▶ _To do_: Where a picture appears, skip it; print everything else in the records exactly as it stands.
===============
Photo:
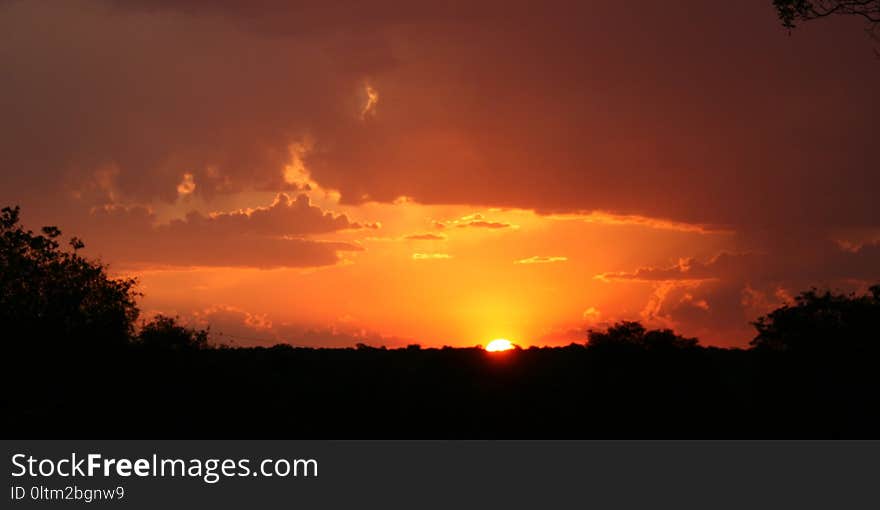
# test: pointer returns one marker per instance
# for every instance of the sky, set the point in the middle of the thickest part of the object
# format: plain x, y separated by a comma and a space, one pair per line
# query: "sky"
388, 172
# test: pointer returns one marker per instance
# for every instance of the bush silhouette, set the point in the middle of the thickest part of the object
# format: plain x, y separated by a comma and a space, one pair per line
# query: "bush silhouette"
164, 333
51, 297
823, 322
632, 335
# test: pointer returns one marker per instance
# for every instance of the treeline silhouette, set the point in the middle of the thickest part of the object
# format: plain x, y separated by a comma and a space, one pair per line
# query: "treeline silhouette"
76, 362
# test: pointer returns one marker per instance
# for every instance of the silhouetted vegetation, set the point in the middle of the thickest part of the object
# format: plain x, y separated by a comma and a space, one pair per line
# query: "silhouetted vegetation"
75, 364
793, 12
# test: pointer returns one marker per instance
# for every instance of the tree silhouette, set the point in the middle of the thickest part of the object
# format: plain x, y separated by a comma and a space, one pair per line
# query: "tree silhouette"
823, 322
53, 296
630, 334
792, 12
164, 333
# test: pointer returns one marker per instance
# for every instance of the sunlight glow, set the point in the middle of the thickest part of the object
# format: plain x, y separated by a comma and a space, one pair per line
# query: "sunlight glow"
500, 344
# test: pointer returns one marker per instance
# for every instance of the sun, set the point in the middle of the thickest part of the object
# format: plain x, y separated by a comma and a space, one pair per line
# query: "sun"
499, 344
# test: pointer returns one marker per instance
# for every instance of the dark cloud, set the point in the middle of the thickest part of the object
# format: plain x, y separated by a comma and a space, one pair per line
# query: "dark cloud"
284, 217
636, 108
130, 235
233, 326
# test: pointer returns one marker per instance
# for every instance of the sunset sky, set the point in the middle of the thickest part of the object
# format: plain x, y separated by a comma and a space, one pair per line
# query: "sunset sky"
447, 173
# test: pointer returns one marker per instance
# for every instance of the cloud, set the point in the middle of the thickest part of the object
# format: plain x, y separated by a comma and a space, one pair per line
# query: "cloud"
606, 218
265, 237
237, 327
473, 221
425, 237
431, 256
689, 269
285, 216
541, 260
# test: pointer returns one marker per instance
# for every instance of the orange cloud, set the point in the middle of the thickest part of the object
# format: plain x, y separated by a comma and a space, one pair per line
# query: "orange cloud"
541, 260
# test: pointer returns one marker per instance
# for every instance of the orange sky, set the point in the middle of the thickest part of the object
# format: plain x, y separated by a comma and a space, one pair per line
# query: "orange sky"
391, 173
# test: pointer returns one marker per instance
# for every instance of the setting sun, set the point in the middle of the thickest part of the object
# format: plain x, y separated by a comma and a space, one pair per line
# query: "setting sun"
499, 344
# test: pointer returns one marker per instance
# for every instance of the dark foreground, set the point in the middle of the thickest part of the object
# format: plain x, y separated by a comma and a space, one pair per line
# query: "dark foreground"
571, 392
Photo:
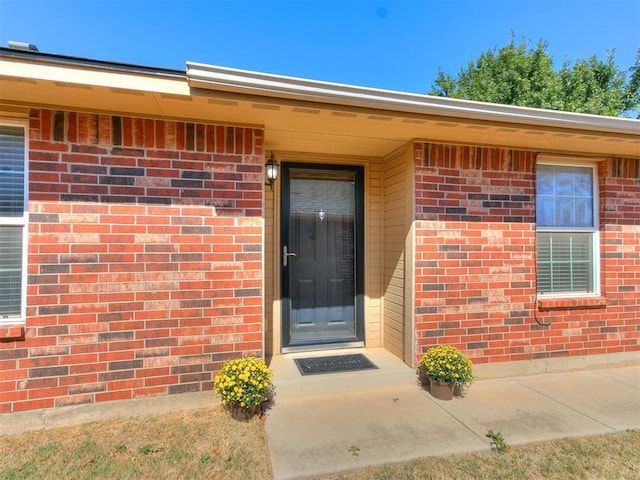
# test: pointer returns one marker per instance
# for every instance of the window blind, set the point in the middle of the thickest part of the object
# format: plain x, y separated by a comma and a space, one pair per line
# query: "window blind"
12, 219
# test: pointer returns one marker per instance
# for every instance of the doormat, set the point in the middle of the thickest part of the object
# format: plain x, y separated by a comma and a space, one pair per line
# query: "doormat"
334, 364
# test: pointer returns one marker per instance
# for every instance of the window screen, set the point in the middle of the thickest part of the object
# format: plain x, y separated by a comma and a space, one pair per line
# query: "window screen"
565, 223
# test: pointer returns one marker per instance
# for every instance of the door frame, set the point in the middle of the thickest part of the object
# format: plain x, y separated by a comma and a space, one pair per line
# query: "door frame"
285, 300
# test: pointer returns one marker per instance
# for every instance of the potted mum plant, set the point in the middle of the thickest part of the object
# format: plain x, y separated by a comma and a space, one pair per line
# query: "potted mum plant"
243, 385
446, 367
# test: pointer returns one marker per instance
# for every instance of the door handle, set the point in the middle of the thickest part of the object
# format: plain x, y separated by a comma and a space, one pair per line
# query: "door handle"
286, 255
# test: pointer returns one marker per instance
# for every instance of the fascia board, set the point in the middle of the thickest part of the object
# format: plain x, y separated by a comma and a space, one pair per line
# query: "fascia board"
86, 75
255, 83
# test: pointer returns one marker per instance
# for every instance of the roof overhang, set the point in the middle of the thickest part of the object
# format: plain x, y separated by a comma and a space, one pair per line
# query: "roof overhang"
303, 115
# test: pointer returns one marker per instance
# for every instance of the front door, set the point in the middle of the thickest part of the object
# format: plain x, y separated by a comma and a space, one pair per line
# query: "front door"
322, 255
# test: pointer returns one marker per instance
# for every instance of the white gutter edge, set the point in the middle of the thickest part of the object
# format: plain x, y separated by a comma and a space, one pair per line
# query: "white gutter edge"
213, 77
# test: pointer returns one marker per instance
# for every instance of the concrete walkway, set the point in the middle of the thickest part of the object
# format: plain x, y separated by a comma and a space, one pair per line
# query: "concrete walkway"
336, 422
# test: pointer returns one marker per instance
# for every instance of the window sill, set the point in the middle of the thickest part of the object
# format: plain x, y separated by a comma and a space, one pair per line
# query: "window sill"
11, 332
572, 303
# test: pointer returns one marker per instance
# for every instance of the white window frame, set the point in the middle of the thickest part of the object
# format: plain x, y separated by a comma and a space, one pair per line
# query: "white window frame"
594, 230
21, 222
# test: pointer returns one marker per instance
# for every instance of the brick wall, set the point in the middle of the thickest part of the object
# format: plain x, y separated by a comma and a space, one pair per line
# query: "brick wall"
475, 259
145, 259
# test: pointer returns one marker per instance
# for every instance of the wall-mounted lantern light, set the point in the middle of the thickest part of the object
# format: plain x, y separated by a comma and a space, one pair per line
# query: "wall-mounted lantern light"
271, 170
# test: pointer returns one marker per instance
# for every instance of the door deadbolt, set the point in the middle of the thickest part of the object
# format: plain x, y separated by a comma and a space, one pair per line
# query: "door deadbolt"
286, 255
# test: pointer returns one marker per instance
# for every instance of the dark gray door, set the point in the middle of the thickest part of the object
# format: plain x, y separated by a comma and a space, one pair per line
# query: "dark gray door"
321, 255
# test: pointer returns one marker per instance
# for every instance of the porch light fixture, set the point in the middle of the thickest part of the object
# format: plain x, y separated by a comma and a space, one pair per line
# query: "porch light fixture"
271, 170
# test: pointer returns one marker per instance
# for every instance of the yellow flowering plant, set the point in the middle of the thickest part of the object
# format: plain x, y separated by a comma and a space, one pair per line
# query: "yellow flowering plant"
244, 382
447, 364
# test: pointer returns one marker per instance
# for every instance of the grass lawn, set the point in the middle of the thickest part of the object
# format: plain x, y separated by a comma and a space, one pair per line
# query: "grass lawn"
207, 444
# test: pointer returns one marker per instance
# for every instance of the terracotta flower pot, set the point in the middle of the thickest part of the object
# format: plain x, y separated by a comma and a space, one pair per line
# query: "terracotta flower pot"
441, 390
243, 414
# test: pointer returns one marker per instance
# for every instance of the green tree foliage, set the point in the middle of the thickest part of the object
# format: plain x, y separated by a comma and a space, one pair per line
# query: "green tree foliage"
521, 75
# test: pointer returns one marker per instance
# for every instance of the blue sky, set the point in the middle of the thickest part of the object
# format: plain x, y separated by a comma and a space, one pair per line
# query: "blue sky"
395, 45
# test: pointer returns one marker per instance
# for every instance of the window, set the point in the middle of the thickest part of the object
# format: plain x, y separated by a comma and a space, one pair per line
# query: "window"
13, 223
566, 233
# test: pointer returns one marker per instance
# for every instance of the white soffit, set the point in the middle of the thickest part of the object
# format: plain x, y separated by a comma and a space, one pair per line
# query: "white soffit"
225, 79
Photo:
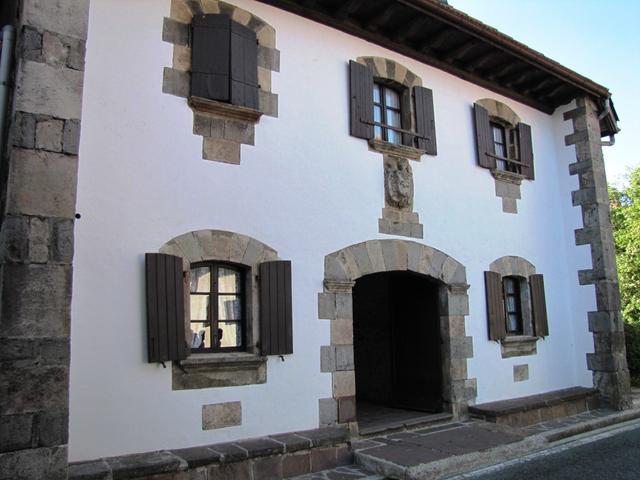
===============
▶ _Response box_:
Photo:
# test: pointer returns one marker per instance
# for every instance of the sky, set the point in the middle of the thickest part of the object
# format: plain x, y separated by a comma and a space, one pair per line
# query: "sky"
388, 172
# test: pointer returns one marker per instance
# for every instance of the bush silhouette, set the point in the middle of the thickest part of the object
# format: plain x, y separated by a comma and a space, one pair per line
# query: "bush silhouette"
164, 333
51, 297
823, 322
632, 335
# test: pointer returns one marker per instance
# for every instance of the treeline silhouette, set the point in the middle of the thickest part of the object
# format: plain x, y separated by a comma and a space, one pair per line
# query: "treeline silhouette"
76, 362
# test: pointer returns one marker per instance
# for every instance of the silhouetted vegetation, set the point in the middle of the thickest part of the object
# format: plain x, y separated by a comma and a space, one pair per line
# query: "silhouetted vegetation"
75, 364
793, 12
# test: pointer returns one marker per instance
# for every instance of the tree silhouette, set the point in the middle of the thickest part of the object
# format: plain x, y separated by a comma and a space, one pair per line
# query: "tree silhouette"
823, 322
53, 296
630, 334
792, 12
164, 333
# test: pointer returns one marker per instance
# for every instance of the sunlight glow, set the point in the middle of the thickest part of the object
# format: plain x, y separated by a comma and a space, one pair per line
# query: "sunlight glow"
500, 344
# test: pointer returns one marker per instance
# for every instance of the sun, set the point in the middle of the thickest part of the object
# format: plain x, y separated by a comma and a space, one pair per line
# query: "sun"
499, 344
# test: pointer returns one marker per instance
# for every instance of the dark cloud, set the point in the middle of the thickest part of the object
# format: plain x, y separated by a comma and a space, one pair per line
# query: "dark cloud"
284, 217
636, 108
130, 235
233, 326
# test: pointer returns one marker per instance
# for every instance of the sunset sky, set the point in the middle of the thickest part of the object
# format: plain x, y separated by a comma and a space, one pair per line
# query: "sunset sky"
447, 173
# test: pointer returns one marker per instance
# for every instance of the cloud, set the point in the middle of the thickest part of the object
# format: plain x, y separated by a comma and a space, one pair per line
# query: "cloud"
606, 218
265, 237
237, 327
473, 221
425, 237
431, 256
689, 269
285, 216
541, 260
# test: pointer returns one marker per instance
# for every instance of the orange cloud, set the point in the middle of the thickest part of the object
# format: plain x, y separated by a comma and a space, one pair per line
# query: "orange cloud"
541, 260
# test: pointer returns one marker per instance
# for every instance of the orange sky, set the point in the middle of the thickest part of the object
# format: plain x, y separated by a comma and a space, one pair per line
# query: "orange sky"
391, 173
# test: pointer returns one marker per instance
# for every instance of the setting sun, set the point in the middle of the thickest part of the object
# format: plain x, y separated by a comma and a space, one pair per line
# query: "setting sun"
499, 344
# test: pointer returns one marker per instance
# for every instance of the dark foreground, set the point in the middle of the thickest part of the object
# format: plain x, y separated by a comma and a space, one pair per line
# query: "dark foreground"
571, 392
Photo:
# test: pointer returns one marker per instance
# for every instance of the window blind, set the point in the middle of the thickest part of the object
# format: plain x, y separated by a comma and a space, one pair per line
# query: "window blind"
12, 219
# test: pointer returns one marker per instance
# for every instance of the doormat, set the point in the middle of the thickest part of the object
# format: plain x, y separated by a comma and a space, one pair per line
# query: "doormat"
334, 364
# test: pointer returns one marker per instance
# for every instance of the window screen, set the point in the middle of the thickest part of the object
# format: plain x, y separated by a comma and a space, one pair per line
# query: "window screen"
565, 223
# test: pointer returns one marker per instance
# for every instance of the door frame, set the point in the middle of the thickest part of the object
# format: plain x, y separated by a comma and a space, one pair per line
# query: "door frame"
285, 300
# test: pointer returns one marker per instance
# for every instance of the potted mum plant, set the point in the middle of the thickest part of the object
# format: plain x, y separated by a comma and a space, one pair per line
# query: "potted mum plant"
243, 385
446, 367
# test: pointer returns one marker per instance
# for every instance of the door handle, set the point in the middle of the thickest part of the object
# format: plain x, y separated by a comma and a space, one pair per line
# query: "door handle"
286, 255
# test: pointer returns one marker per instance
# for every instance of the fascia board, set the point in the middle of the thickest part of the object
# format: plain x, y separated by a comma and a space, one pair per line
# query: "fascia board"
86, 75
255, 83
# test: pointer returns one marker per instance
# for every instance of the roof overhang, set the point in the middle of the thickest part of the object
# format: plain x, y separated by a comma and a space, one pair per line
# query: "roof overhang"
303, 115
# test: pointer returns one marker per instance
# for every instance of the front door, set the point in the middle of the thickest part of the object
# format: plain x, y separated by a comma and a space, one pair per line
# query: "front door"
322, 255
# test: pointer returns one marker per instance
# for every instance of the white gutter edge, set the point in the middle of the thickest part of the object
# format: plain x, y separated by a comma and a space, one pair per line
# query: "white gutter edge"
213, 77
# test: pointer returns one marker per instance
# for every instance of the concrete walkway, set the point in the middle of the thickest part of the object
# format: plain x, y separated by a comma and a space, one pair per line
# query: "concrete walkway"
336, 422
# test: pointer returns one marker per instance
# for every instance of the window sill, set the point in the middle of the thickest part of the object
# format: plain x, y separated by a comma and a space, one pair per line
# query: "window sill"
11, 332
572, 303
# test: pointer returns one marker per instance
# for every instance of the white window frame, set the point in the middle of the thickest part of the object
# format: plain x, y separated by a comma and a space, one pair per line
# query: "white window frame"
594, 230
21, 222
# test: pointer returns one marker per instance
# for every instance of the brick wall, set the point in the middle of the thickest part of the object
# format: plain x, y separated by a comma and a space, one pair per line
# query: "brick wall"
475, 259
145, 259
# test: pointer returns one marker per instance
# for every instance of the wall-mounted lantern light, set the point in the middle of the thickest part of the object
# format: plain x, y separated by a comma and a space, one pair per line
# query: "wall-mounted lantern light"
271, 170
# test: pointer returns one marker per instance
# for every instance of the door deadbolt, set the point in the middle of the thickest part of the object
# format: plain x, y separated by a comma and a space, one pair per line
# query: "door deadbolt"
286, 255
# test: pointer returns one marker per instance
# for every instance of the dark gray door, set the point in the middle of the thickest part of the object
# format: plain x, y separated by a comma and a space, one pair per line
# query: "dark gray door"
321, 255
# test: pointer returns one marker per instance
# for every instance of the porch light fixture, set the point in the middle of the thickest part of the object
# format: plain x, y separated by a comma and a space, one pair per line
# query: "porch light fixture"
271, 170
# test: pointer returns one marker per instance
# for every instance of the yellow flowering plant, set the point in the middle of the thickest part of the object
# format: plain x, y separated by a comma and a space, one pair per line
# query: "yellow flowering plant"
244, 382
447, 364
# test: pointer returns one marker per instance
# for every instance of the grass lawn, set the point in the middle of the thickest part of the object
# format: plain x, y separated by a comma and a space, one pair per line
# query: "grass lawn"
207, 444
# test: pointer returns one marker per instance
# for every instance of the terracotta flower pot, set the point in the middle of the thickest part of the object
# format: plain x, y separated by a comma and a space, one pair per line
# query: "terracotta flower pot"
441, 390
243, 414
# test: pointer returns one marker per instance
# for every instance of the green tree foliage, set the point in the middle of the thickest part of the object
# format: plain x, y separated by a comma and a space, one pair per line
# query: "green tree foliage"
521, 75
# test: pointer returns one marker per instance
# for every instance of the blue sky, set the point in the middle of the thickest part of the object
# format: plain x, y separated by a comma and a space, one pair per line
# query: "blue sky"
395, 45
# test: pointer returns one marker per instance
# for every instance of the window, set the point in the middle of the thickest part of the object
# format: plain x, y separated by a comma and a space, one pair per line
# query: "window"
13, 223
566, 233
# test: pointer returns one marker per instance
# for every instance of the white soffit, set the point in the middle of the thickest part of the object
# format: plain x, y separated by a comma and a space, one pair per line
# query: "white soffit"
225, 79
Photo:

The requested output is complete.